**Prompt:**
Rewrite each line of the listing below as a numbered list, omitting any blank lines.

**Listed records:**
================================

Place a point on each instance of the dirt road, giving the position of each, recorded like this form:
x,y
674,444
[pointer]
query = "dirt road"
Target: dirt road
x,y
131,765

================================

**Exercise response:**
1. Place a point on each instance of the dirt road, giving the position of each, recorded like this form:
2. x,y
3. 674,444
4. [pointer]
5. query = "dirt road"
6. Target: dirt road
7. x,y
8. 131,765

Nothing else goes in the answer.